● WHAT YOU ARE ASKED TO DO
An exact transcript of the records is what this task asks for.

● PROVIDED ENTRIES
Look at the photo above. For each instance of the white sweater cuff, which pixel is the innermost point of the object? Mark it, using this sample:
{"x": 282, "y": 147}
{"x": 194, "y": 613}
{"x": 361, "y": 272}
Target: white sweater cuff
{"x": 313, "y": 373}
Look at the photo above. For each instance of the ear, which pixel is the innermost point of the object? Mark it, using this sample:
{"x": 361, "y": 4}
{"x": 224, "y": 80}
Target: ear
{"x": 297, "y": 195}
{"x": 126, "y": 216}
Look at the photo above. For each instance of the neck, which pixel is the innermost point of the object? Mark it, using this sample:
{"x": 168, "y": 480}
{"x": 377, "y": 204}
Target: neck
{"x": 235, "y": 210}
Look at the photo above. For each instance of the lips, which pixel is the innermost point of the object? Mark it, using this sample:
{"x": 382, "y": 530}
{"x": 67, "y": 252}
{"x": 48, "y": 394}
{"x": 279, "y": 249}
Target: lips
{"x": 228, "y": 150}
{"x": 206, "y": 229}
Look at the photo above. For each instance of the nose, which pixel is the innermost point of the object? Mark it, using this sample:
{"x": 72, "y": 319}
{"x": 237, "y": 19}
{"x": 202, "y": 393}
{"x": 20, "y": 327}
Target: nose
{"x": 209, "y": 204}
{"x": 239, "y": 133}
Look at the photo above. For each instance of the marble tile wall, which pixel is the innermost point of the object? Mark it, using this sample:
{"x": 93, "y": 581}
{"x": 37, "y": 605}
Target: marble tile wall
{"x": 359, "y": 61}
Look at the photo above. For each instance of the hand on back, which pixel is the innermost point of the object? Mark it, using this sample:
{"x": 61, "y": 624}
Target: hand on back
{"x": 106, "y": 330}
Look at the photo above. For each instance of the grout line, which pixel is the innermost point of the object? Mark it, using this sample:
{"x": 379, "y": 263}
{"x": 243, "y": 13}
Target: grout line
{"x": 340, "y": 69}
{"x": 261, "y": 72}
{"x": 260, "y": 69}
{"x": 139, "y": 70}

● PROBLEM SOLUTION
Look at the photo above. For each instance of the white sweater cuff, which pixel is the innermost point of the object? Mark it, using this sample:
{"x": 282, "y": 147}
{"x": 194, "y": 613}
{"x": 361, "y": 272}
Target: white sweater cuff
{"x": 313, "y": 373}
Look at the photo above. For each instance of the ear, which pixel is the innermost point of the object? Mark it, using this sample:
{"x": 361, "y": 4}
{"x": 224, "y": 80}
Target: ear
{"x": 297, "y": 195}
{"x": 126, "y": 216}
Look at the photo above. For each instance of the neck, which pixel is the innermost point of the object? Mark it, using this sample:
{"x": 168, "y": 480}
{"x": 377, "y": 204}
Target: neck
{"x": 235, "y": 210}
Look at the photo above. For each instance of the lips, which pixel is the innermost point of the object? Mark it, using this sample:
{"x": 382, "y": 530}
{"x": 67, "y": 252}
{"x": 48, "y": 394}
{"x": 279, "y": 249}
Target: lips
{"x": 228, "y": 150}
{"x": 206, "y": 229}
Look at the photo above. For each instance of the nose, which pixel is the innermost point of the object? Mark it, using this sample:
{"x": 72, "y": 319}
{"x": 237, "y": 19}
{"x": 202, "y": 393}
{"x": 20, "y": 327}
Target: nose
{"x": 209, "y": 204}
{"x": 239, "y": 133}
Look at the photo above. For each instance of the marble tile wall, which pixel is the innermost point of the object? Mark it, using this sample:
{"x": 93, "y": 581}
{"x": 37, "y": 605}
Target: marble tile wall
{"x": 359, "y": 61}
Look at the photo above. For each instance of the hand on back, which pixel is the innermost point of the object? Mark it, using this sample:
{"x": 61, "y": 624}
Target: hand on back
{"x": 106, "y": 330}
Look at the photo above. For each instance of the grout line, which pixel is the innermost point of the object? Mark it, using this sample:
{"x": 379, "y": 263}
{"x": 243, "y": 13}
Target: grout line
{"x": 340, "y": 69}
{"x": 261, "y": 72}
{"x": 260, "y": 69}
{"x": 139, "y": 70}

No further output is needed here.